**Quoted passage**:
· · · · · · ·
I'm from the US. My experience with pilgrimages is in the US context. I lived
in Santa Fe, New Mexico, where the local big pilgrimage is to El Santuario de
Chimayo. Not a big ticket pilgrimage. Because of this discussion, I remembered
that there's also the pilgrimage to San Juan Capistrano,
[https://www.rcbo.org/year-of-mercy/pilgrimage-oc-
sites/](https://www.rcbo.org/year-of-mercy/pilgrimage-oc-sites/) .

You say now that you are not talking about "places other than NW-Europe".
Thing is, you brought up "20 centuries of Christianity", and since it took a
few hundred years until Christianity reached NW Europe, I think it's fair to
believe you were talking about all of Christendom.

I understand that you are talking about the _practice_. My point was that you
see importance in the connection to 2,000 years of religious faith, but that
faith has not been constant over the years. I'll quote again what I quoted
earlier:

> In the late Middle Ages the congregation sat down on the job and there was a
> drastic change in Christian worship—perhaps the most important in history.
> People, in effect, became custodians of individual spaces which they
> occupied throughout the service, and social distinctions made some spaces
> more privileged than others.”

NW Europe is mostly Protestant, and it's only been 500 years since Luther.
· · · · · · ·
**Entries shown**:

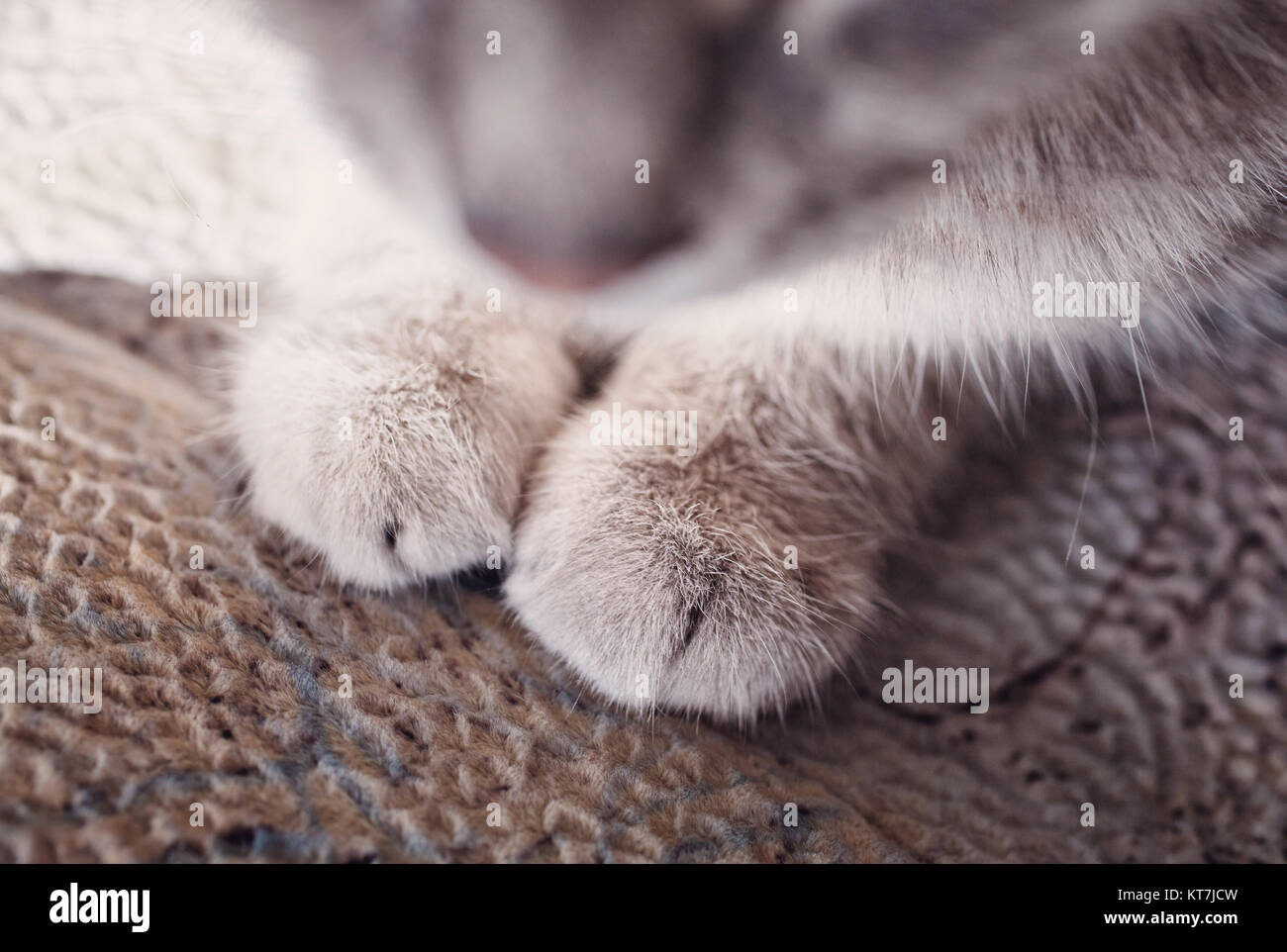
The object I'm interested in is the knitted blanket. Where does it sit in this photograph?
[0,277,1287,862]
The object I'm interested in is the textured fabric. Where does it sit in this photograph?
[0,280,1287,861]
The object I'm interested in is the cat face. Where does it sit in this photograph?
[286,0,1183,299]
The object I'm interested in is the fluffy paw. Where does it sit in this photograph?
[506,329,931,720]
[231,305,575,588]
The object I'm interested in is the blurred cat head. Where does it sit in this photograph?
[282,0,1185,300]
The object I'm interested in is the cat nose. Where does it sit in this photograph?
[464,211,682,291]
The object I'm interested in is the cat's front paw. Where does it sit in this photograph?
[232,309,575,588]
[506,332,937,721]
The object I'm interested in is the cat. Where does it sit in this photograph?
[10,0,1287,723]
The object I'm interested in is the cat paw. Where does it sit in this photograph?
[506,329,914,721]
[231,306,576,589]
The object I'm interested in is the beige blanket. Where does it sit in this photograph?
[0,272,1287,862]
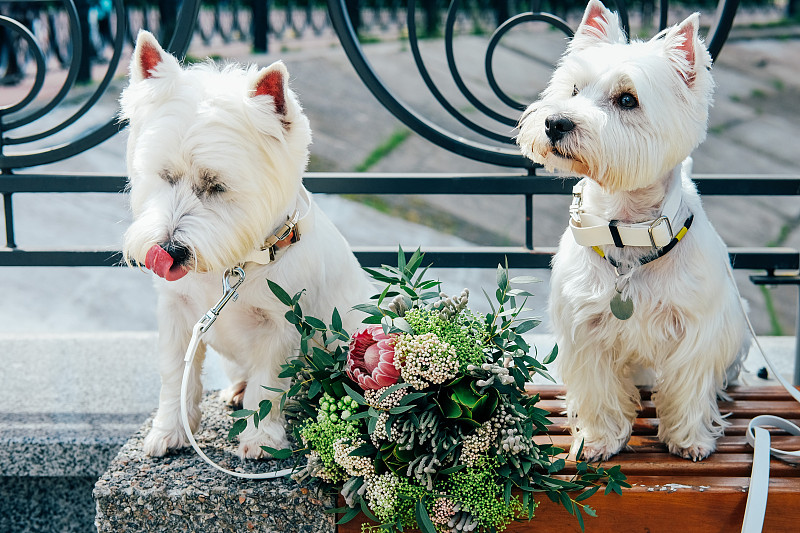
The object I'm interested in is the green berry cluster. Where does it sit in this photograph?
[300,404,359,483]
[317,392,358,422]
[441,456,522,531]
[405,308,486,372]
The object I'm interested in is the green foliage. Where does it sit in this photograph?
[238,249,628,533]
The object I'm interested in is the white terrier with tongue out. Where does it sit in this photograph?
[121,32,371,457]
[517,0,748,460]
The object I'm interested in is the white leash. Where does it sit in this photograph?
[728,265,800,533]
[181,266,294,479]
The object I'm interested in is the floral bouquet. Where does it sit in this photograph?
[230,249,629,533]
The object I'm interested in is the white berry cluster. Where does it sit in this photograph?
[432,289,469,320]
[394,333,458,390]
[365,472,400,518]
[364,387,408,410]
[333,437,375,476]
[308,450,336,483]
[461,419,497,466]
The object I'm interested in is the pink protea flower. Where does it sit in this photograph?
[347,325,400,390]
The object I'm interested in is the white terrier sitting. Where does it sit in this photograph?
[517,0,745,460]
[121,32,371,458]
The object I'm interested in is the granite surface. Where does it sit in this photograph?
[94,393,336,533]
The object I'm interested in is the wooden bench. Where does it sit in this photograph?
[338,385,800,533]
[320,0,800,533]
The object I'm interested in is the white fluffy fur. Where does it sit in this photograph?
[517,0,746,460]
[122,32,371,457]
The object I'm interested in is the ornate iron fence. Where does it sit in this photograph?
[0,0,800,84]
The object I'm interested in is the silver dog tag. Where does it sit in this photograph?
[611,291,633,320]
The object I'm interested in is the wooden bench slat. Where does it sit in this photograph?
[337,476,800,533]
[536,400,800,418]
[564,452,800,478]
[547,416,800,435]
[524,476,800,533]
[534,435,800,454]
[526,383,800,401]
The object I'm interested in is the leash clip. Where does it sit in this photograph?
[199,266,244,333]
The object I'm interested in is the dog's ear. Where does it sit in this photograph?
[664,13,711,87]
[569,0,627,52]
[131,30,178,82]
[251,61,289,120]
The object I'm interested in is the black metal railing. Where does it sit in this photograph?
[0,0,800,83]
[0,0,800,270]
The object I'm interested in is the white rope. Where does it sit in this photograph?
[728,265,800,533]
[181,267,294,479]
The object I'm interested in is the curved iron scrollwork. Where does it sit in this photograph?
[329,0,739,168]
[0,0,200,170]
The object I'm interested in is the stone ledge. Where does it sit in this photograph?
[94,393,336,533]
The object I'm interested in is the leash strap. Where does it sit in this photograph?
[728,265,800,533]
[569,165,682,248]
[181,267,293,479]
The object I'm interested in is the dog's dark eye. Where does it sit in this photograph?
[617,93,639,109]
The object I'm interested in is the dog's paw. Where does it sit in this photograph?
[238,421,289,459]
[142,428,189,457]
[219,381,247,409]
[668,442,716,462]
[571,439,627,463]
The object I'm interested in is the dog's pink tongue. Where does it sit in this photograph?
[144,244,188,281]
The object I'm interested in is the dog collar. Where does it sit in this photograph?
[244,185,313,265]
[569,166,680,249]
[592,215,694,269]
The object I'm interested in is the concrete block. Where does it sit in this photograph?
[94,393,336,533]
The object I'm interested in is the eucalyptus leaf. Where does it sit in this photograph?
[228,418,247,441]
[497,265,508,291]
[542,344,558,365]
[414,498,436,533]
[258,400,272,420]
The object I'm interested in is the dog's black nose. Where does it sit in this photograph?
[544,115,575,142]
[162,242,192,265]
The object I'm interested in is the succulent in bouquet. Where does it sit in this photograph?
[230,249,629,533]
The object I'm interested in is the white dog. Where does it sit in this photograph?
[121,32,371,457]
[517,0,747,460]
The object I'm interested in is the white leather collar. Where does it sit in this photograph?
· · · · · · ·
**To do**:
a – Write out the passage of the pilgrimage post from "I understand that" up to and including "important in history.", keeping every word and mark unchanged.
b – Carry the forum post on pilgrimages and Christian worship forward from its final sentence.

**Answers to the exercise**:
a –
I understand that you are talking about the _practice_. My point was that you
see importance in the connection to 2,000 years of religious faith, but that
faith has not been constant over the years. I'll quote again what I quoted
earlier:

> In the late Middle Ages the congregation sat down on the job and there was a
> drastic change in Christian worship—perhaps the most important in history.

b –
Sure, it's connected to the older Catholic faith, but that's then connected to
the Jewish faith, and _that_ is connected to the Canaanite and Babylonian
religions.

Your last paragraph is absolutely true. Look at the modern druids or the
Asatru, who lack the continuity with the ancient Celtic and Norse religions,
or the Slavic Native Faith. I wonder why we don't have that continuity, or
even good records of what it was like then. Could it be that the Christians
fought hard to expunge alternate (and ancient) religious practices, and didn't
want to make and preserve those records over the centuries?

Or, perhaps you could you tell me about the preservation efforts that
Christians did during most of those 2,000 years, for the cultures that it
replaced?

By comparison, the current secular world seems much less likely to destroy
traces of what came before. There will be books, movies, art, blogs, recorded
sermons and more, by the bucket-full, for those trying to understand what a
late 20th century NW-European Christian life was like.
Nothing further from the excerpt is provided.